- **Exercise objective**: Each entry is to be printed again word for word.
BEGIN Input data
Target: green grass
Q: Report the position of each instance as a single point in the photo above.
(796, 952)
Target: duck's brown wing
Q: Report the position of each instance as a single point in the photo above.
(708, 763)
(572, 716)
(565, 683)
END Input data
- **Reply**:
Target: green grass
Q: Report the position of each instance as a single point in the photo above.
(796, 952)
Target: duck's brown wing
Q: Report the position of each instance as a single point in the photo above.
(708, 763)
(572, 716)
(565, 683)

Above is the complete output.